Material to process:
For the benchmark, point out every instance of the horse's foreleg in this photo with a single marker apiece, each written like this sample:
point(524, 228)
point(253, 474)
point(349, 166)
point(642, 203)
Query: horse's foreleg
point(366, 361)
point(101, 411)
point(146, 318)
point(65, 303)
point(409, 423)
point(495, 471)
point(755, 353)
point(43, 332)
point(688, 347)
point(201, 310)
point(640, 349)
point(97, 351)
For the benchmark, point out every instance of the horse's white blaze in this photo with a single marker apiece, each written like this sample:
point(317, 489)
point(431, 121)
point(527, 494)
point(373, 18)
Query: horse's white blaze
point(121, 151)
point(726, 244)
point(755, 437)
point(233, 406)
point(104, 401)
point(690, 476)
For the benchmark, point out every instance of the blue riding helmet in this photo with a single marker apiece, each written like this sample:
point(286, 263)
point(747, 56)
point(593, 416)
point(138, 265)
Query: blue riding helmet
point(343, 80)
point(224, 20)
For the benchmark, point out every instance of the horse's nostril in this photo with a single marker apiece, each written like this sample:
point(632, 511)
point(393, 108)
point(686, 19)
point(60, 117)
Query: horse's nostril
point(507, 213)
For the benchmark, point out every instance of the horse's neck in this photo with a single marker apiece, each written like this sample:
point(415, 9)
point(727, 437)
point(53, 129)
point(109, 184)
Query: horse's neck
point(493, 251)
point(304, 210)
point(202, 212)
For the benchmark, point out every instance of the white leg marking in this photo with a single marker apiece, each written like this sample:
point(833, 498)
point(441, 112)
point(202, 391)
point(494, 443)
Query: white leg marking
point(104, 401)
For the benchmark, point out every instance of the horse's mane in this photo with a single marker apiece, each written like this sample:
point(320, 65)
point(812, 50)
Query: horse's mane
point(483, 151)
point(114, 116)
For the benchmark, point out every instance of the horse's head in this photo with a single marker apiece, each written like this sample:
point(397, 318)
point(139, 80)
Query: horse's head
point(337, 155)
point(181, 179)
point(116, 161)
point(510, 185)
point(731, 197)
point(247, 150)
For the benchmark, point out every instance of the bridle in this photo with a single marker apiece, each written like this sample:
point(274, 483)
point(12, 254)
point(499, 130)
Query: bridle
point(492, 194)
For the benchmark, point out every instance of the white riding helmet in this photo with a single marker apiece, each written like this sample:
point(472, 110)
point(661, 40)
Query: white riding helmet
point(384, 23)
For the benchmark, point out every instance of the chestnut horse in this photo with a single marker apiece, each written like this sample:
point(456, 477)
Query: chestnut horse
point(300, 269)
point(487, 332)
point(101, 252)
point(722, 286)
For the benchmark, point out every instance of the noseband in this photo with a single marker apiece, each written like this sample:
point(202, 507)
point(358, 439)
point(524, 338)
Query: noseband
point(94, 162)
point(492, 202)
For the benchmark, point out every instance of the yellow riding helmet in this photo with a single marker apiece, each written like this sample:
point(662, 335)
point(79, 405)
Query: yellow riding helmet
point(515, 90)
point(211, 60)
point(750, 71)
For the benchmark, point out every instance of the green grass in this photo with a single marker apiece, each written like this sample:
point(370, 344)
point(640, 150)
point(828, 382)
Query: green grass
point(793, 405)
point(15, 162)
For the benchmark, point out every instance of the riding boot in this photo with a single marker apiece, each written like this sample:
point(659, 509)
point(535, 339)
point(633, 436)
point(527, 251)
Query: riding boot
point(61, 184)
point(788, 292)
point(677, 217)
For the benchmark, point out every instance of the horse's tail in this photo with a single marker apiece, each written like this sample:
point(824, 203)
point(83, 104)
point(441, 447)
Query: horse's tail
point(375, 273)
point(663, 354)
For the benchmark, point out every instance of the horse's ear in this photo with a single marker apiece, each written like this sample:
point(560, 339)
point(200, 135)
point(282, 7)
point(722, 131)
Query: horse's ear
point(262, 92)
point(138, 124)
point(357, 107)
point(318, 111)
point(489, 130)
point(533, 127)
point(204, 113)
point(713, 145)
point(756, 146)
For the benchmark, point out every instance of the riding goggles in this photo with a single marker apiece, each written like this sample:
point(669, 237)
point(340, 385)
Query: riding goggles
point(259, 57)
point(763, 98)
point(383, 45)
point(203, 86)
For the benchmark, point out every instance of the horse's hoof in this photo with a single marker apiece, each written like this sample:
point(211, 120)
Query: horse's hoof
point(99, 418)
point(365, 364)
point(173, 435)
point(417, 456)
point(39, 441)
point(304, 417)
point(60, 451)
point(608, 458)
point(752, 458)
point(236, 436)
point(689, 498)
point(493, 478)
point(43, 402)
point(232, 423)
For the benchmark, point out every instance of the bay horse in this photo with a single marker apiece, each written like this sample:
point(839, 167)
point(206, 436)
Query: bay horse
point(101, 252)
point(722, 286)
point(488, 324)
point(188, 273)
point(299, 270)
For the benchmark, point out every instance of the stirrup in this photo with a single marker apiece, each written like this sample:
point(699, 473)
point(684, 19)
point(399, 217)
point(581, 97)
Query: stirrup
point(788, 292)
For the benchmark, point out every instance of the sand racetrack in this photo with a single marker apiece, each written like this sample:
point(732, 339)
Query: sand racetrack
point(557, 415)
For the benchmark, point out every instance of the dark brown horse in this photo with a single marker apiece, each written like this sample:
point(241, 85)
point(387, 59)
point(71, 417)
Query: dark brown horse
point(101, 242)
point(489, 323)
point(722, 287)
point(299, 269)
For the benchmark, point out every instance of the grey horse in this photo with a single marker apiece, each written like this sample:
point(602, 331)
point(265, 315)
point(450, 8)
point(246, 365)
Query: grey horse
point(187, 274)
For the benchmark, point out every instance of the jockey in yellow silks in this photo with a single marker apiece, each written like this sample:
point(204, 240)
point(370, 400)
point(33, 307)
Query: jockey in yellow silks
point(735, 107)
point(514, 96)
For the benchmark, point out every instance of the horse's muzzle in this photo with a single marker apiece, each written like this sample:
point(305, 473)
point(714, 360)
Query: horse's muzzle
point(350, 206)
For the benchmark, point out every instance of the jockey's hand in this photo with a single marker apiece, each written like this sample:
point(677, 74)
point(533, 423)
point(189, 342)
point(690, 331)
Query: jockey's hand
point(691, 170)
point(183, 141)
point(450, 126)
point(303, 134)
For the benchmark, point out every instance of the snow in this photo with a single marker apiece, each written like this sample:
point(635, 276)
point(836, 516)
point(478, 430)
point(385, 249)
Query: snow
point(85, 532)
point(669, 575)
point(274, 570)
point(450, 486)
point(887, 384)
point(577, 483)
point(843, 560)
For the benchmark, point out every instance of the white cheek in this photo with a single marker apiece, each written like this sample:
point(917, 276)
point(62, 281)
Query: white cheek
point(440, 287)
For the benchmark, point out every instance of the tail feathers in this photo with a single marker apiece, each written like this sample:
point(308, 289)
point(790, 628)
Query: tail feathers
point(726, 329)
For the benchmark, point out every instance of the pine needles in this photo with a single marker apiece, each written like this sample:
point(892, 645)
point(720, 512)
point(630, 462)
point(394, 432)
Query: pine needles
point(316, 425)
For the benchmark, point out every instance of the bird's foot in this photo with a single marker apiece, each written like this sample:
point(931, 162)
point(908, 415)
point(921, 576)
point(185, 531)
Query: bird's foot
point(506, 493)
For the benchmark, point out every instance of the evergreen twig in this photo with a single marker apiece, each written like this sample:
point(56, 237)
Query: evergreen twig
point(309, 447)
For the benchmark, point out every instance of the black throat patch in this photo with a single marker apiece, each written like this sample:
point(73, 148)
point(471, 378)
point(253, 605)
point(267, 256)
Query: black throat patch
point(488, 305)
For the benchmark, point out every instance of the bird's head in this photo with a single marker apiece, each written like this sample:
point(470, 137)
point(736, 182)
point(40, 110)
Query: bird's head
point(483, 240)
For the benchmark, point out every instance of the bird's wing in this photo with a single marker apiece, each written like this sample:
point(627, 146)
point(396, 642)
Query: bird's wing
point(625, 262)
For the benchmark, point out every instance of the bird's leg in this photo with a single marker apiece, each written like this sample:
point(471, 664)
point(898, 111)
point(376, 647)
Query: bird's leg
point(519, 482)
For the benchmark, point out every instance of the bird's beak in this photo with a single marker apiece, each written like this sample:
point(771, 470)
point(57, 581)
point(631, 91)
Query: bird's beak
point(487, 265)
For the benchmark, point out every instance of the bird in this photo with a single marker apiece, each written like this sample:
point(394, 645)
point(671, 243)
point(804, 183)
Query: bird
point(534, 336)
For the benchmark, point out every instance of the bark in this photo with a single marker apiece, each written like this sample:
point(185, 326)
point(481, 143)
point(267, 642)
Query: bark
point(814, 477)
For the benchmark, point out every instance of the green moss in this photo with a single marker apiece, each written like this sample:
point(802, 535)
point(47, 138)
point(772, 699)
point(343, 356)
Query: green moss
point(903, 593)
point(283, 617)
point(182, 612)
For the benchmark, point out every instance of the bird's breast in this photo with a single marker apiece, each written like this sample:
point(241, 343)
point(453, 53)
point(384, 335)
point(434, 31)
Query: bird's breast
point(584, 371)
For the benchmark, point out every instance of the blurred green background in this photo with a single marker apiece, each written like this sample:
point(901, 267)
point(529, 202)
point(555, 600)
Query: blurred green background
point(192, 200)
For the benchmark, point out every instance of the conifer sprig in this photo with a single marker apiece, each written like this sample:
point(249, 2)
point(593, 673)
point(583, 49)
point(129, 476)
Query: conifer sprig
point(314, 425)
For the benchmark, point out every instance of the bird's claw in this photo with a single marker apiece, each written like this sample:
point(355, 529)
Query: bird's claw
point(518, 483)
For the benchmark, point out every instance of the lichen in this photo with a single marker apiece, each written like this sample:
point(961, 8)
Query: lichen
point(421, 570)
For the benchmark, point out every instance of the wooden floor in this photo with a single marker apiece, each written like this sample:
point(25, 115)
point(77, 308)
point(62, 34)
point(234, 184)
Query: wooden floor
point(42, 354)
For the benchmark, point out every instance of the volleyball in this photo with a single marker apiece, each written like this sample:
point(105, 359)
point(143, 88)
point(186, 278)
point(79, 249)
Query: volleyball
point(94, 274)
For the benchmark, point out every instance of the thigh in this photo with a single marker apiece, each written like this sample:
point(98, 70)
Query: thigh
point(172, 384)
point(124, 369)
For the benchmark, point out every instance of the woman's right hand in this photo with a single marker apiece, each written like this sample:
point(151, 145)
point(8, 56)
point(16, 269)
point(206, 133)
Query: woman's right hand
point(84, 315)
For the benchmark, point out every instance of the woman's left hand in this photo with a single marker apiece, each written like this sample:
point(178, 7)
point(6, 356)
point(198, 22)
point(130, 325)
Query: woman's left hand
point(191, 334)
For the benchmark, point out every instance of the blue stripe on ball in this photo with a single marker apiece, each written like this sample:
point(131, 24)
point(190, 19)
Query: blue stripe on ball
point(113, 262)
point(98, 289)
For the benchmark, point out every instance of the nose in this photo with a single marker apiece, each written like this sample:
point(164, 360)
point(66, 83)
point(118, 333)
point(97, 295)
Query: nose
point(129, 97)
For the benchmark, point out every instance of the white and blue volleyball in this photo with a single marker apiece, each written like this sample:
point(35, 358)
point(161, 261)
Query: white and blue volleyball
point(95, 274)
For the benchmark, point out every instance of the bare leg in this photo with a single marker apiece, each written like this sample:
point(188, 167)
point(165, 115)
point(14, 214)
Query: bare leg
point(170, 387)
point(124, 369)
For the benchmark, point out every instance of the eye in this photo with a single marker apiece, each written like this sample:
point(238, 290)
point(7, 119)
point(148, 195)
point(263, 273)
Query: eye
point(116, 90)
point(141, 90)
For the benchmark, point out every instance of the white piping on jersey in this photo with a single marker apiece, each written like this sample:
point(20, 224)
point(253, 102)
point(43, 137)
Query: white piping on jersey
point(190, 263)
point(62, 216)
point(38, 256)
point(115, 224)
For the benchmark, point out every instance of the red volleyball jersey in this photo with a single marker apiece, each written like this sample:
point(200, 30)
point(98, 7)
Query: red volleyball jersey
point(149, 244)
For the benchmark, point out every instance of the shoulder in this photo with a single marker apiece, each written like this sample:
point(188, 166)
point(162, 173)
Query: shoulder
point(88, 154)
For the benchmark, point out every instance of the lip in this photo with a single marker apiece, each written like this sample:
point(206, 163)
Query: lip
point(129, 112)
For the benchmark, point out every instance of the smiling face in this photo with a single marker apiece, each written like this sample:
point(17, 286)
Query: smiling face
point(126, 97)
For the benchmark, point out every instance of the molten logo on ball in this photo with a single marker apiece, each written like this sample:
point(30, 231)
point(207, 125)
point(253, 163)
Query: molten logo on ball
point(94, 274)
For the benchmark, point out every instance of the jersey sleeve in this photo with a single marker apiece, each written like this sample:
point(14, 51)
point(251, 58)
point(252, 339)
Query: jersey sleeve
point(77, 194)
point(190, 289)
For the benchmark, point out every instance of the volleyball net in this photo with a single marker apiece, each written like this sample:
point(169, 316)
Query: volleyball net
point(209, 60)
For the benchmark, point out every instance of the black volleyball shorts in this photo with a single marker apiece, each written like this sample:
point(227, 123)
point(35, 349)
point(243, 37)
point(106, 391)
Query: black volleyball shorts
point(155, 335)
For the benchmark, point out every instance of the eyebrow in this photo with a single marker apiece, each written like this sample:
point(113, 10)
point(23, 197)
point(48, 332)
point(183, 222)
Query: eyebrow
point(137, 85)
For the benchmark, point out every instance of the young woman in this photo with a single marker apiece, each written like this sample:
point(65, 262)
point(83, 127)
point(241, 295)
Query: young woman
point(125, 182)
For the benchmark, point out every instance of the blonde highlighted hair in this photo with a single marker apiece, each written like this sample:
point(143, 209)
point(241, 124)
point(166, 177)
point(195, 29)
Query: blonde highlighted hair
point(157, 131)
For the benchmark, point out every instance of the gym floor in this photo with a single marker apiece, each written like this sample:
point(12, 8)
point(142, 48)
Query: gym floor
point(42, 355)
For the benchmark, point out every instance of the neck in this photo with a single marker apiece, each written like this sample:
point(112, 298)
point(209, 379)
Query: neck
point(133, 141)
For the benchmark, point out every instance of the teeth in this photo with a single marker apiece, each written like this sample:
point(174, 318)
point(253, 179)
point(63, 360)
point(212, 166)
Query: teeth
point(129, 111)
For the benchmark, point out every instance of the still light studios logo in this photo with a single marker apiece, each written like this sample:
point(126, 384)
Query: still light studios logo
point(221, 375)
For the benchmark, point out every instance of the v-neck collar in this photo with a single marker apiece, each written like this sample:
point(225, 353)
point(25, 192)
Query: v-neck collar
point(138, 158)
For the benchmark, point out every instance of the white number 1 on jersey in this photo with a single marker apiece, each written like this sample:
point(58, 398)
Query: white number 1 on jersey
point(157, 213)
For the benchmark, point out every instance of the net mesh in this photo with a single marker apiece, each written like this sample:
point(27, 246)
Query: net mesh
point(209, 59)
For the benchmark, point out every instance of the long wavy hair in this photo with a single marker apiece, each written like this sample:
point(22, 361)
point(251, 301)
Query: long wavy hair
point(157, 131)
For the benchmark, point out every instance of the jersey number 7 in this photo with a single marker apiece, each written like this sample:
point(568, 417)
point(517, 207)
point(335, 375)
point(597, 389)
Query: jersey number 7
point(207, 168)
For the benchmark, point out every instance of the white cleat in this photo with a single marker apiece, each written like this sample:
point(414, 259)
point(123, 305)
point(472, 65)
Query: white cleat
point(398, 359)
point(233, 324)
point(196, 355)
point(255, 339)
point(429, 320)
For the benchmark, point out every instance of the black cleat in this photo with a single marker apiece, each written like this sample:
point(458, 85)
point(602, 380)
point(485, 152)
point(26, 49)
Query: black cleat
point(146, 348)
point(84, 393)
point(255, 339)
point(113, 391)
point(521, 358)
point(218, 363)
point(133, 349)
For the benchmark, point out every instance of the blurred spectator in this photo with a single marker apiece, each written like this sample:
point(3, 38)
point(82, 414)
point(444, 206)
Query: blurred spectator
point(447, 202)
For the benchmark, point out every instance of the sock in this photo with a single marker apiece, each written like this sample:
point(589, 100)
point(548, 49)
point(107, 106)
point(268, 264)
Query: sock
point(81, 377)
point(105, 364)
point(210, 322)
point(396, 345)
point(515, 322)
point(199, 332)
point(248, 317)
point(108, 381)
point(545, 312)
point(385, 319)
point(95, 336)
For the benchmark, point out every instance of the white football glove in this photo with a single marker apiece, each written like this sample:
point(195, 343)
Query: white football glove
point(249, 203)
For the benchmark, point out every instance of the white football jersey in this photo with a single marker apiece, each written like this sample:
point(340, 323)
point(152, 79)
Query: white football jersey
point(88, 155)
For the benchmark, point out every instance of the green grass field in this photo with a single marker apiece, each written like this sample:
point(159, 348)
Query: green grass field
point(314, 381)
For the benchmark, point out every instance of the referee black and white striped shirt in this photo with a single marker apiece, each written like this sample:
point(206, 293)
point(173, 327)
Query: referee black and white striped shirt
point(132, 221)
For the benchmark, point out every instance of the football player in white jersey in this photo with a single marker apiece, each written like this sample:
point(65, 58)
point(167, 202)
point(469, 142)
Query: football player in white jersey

What you have to do: Reproduce the records word for word, from their first line through the line containing "point(146, 318)", with both ends included.

Exercise result:
For the benchmark, point out every instance of the horse's foreleg in this photo with a single marker apiece, each written like this sample:
point(524, 228)
point(253, 474)
point(349, 166)
point(642, 203)
Query: horse's foreleg
point(366, 361)
point(101, 411)
point(146, 318)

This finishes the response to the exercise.